Exercise brief: Format the entries below as a numbered list with one line per item, and leave out any blank lines.
▬▬▬▬▬▬▬▬▬▬
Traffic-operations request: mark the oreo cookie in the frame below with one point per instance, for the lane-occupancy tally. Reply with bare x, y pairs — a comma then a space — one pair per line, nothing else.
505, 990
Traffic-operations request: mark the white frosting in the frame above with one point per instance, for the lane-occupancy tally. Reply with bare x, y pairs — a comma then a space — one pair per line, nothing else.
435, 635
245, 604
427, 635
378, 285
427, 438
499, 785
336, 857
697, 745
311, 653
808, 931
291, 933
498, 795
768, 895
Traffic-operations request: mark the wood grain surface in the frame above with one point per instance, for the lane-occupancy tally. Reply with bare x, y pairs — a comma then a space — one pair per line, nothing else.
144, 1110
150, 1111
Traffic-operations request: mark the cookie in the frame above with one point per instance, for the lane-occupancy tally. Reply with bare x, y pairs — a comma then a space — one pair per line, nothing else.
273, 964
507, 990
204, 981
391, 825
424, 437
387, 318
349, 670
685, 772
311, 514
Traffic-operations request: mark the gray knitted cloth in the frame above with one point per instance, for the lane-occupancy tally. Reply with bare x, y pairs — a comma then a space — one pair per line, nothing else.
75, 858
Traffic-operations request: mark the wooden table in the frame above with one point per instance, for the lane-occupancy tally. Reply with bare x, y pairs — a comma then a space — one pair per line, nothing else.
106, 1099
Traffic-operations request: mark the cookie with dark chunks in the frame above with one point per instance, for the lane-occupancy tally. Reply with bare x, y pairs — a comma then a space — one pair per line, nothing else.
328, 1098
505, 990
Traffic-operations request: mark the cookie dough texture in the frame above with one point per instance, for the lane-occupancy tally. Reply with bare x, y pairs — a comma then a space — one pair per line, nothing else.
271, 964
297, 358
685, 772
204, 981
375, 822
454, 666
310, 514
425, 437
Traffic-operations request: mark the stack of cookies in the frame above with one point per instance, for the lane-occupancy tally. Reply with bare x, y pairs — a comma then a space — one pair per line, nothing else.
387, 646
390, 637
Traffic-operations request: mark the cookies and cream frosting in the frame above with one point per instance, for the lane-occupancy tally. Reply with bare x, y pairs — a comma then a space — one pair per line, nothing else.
▬▬▬▬▬▬▬▬▬▬
Finished answer:
1. Traffic-operations request: mark the oreo cookie in the frame below with one point per instance, for the lane-occupancy tally. Reply with bare x, y pairs — a comma then a space — one pair per line, nothing else.
2. 505, 990
3. Traffic-operations request: mark the white frosting in the frame above with one point per instance, for the lane-occupancy tally. Reply with bare x, y pairs — a comma then a space — one pair per line, nothing else.
4. 435, 635
5. 245, 604
6. 427, 635
7. 378, 285
8. 427, 438
9. 499, 785
10. 336, 857
11. 697, 745
12. 311, 653
13. 808, 931
14. 291, 933
15. 498, 795
16. 768, 895
17. Traffic-operations request: mark the wood grain surface in the frame above with one point per instance, for the lane-occupancy tally. Reply with bare x, y pairs — a comma then a space — one pair per line, nothing else.
18. 144, 1110
19. 150, 1111
20. Traffic-operations request: mark the cookie in the frame above with one point per instance, for the lane-occupancy tally. Reply with bare x, y pairs — a comma then a space — one pair per line, nothing else.
21. 273, 964
22. 507, 990
23. 204, 981
24. 391, 825
25. 424, 437
26. 387, 318
27. 349, 670
28. 685, 772
29. 311, 514
30. Traffic-operations request: mark the gray knitted cloth in the frame above with one point per instance, for the lane-occupancy tally. Reply with bare x, y pairs — a comma then a space — one pair per line, nothing else.
31. 75, 858
32. Traffic-operations request: mark the wooden table in the frame above with one point per instance, for the lane-occupancy tally. Reply with bare x, y pairs — a comma then a space — one pair per line, nothing else.
33. 106, 1099
34. Traffic-operations request: mark the cookie with dark chunks in the frame above with one point per instance, for the lane-occupancy tally. Reply with bare x, y pairs — a comma then a space — one pair per line, nothing else.
35. 328, 1098
36. 505, 990
37. Traffic-operations request: mark the cookie dough texture in the frame above with one point per instance, for the lane-occupancy tally. Reply with bare x, y pairs — a comma then a space — one pair per line, nothing else.
38. 271, 964
39. 297, 358
40. 685, 772
41. 204, 981
42. 375, 822
43. 454, 666
44. 310, 514
45. 425, 437
46. Traffic-operations request: mark the stack of cookies in the frame above with one point per instance, for the lane-occupancy tally. Reply with bare x, y pairs — a comma then a space — one pair per line, nothing else.
47. 387, 646
48. 390, 637
49. Traffic-operations request: mark the cookies and cream frosting in the frame above with one point per instance, for the lane-occupancy tally. Reply with bare x, y pairs — a comma then a space — one pair per line, nothing else.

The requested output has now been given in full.